Some of you have been meaning to send in your check and already know how to do it. If you are in that category, you can skip the rest of this issue (except for the last essay about ignorance, which explains why Nygaard Notes is what it is, sort of.) If you already know you want to make a Pledge, just make out your check right now to "Nygaard Notes," and mail it to:

Nygaard Notes
P.O. Box 14354
Minneapolis, MN 55414

OR

Go to the Nygaard Notes website at www.nygaardnotes.org , look for "Donate to Nygaard Notes, and follow the instructions to donate online using the PayPal system.

FOR THE REST OF YOU...

...this issue and part of the next will explain how this Pledge Drive stuff works, how to decide on an amount to pledge, and so forth. I invite you to read as much as you need to, then consider making a Pledge of support for the Nygaard Notes project. It's a unique and important project, people tell me, and I hope you agree.

Basically, twice a year I ask each and every reader of Nygaard Notes to make a Pledge of financial support to the independent media project you have in front of you. It's similar to the pledge drives you hear on public radio and television, except that I don't have any matching grants and I'm not looking to raise $600,000 by June 30th (or whatever it is this year).

|---|

LIST OF TASKS ::
A) Write out the pledge drive appeal from "FOR THE REST" up to and including "hope you agree.".
B) Answer these questions about the pledge drive appeal:
(i) What P.O. Box number should checks be mailed to?
(ii) How often does the writer ask readers for a Pledge?
(iii) Which system is used for donating online?

RECORD LIST ::
|---|

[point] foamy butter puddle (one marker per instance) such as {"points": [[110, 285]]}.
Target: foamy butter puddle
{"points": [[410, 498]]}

|---|

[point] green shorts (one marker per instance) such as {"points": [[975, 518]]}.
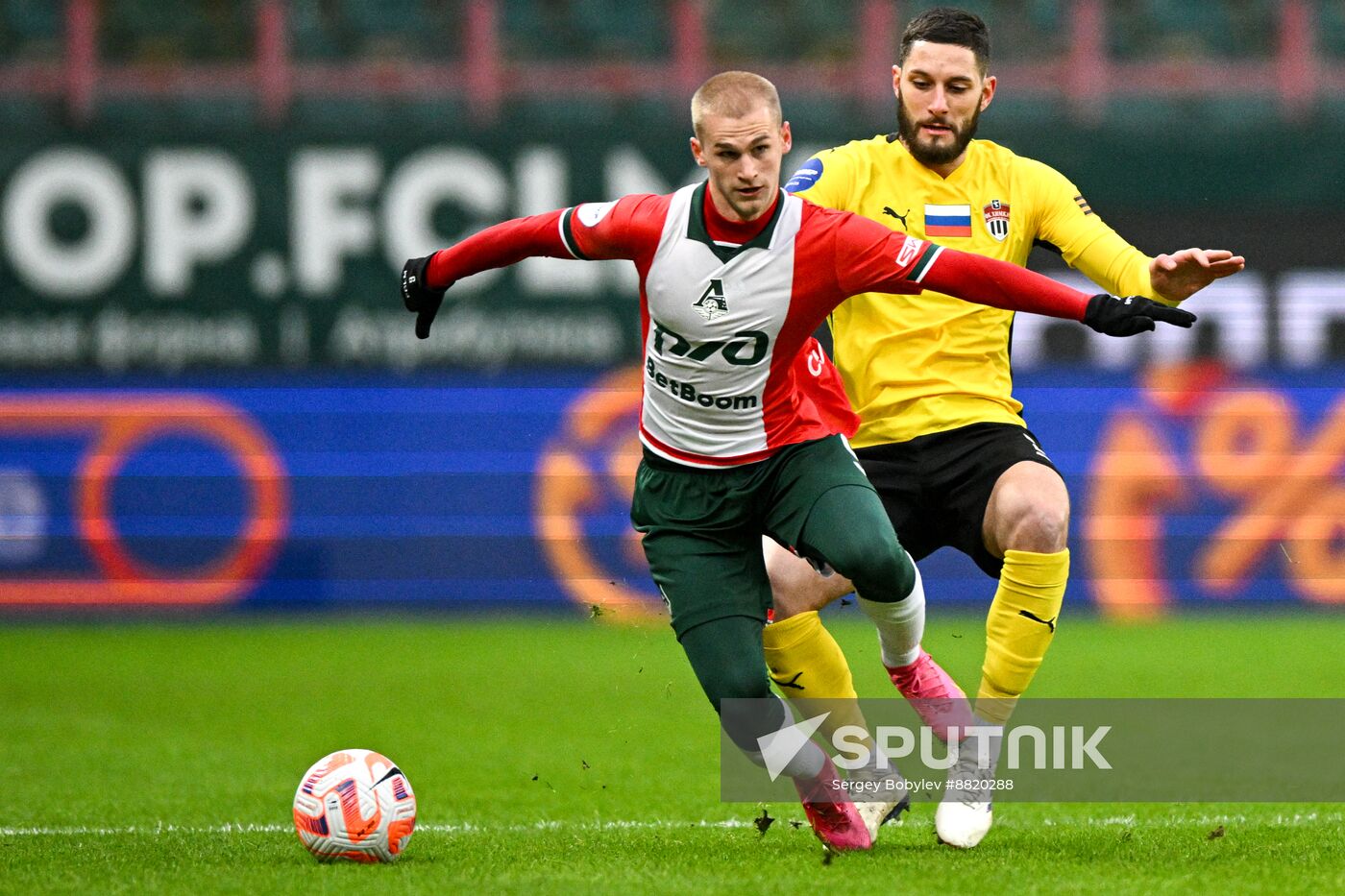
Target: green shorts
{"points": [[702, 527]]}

|---|

PER-TASK OUTPUTS ::
A)
FOR THE REST OF YOU...

...this issue and part of the next will explain how this Pledge Drive stuff works, how to decide on an amount to pledge, and so forth. I invite you to read as much as you need to, then consider making a Pledge of support for the Nygaard Notes project. It's a unique and important project, people tell me, and I hope you agree.

B)
(i) 14354
(ii) Twice a year
(iii) PayPal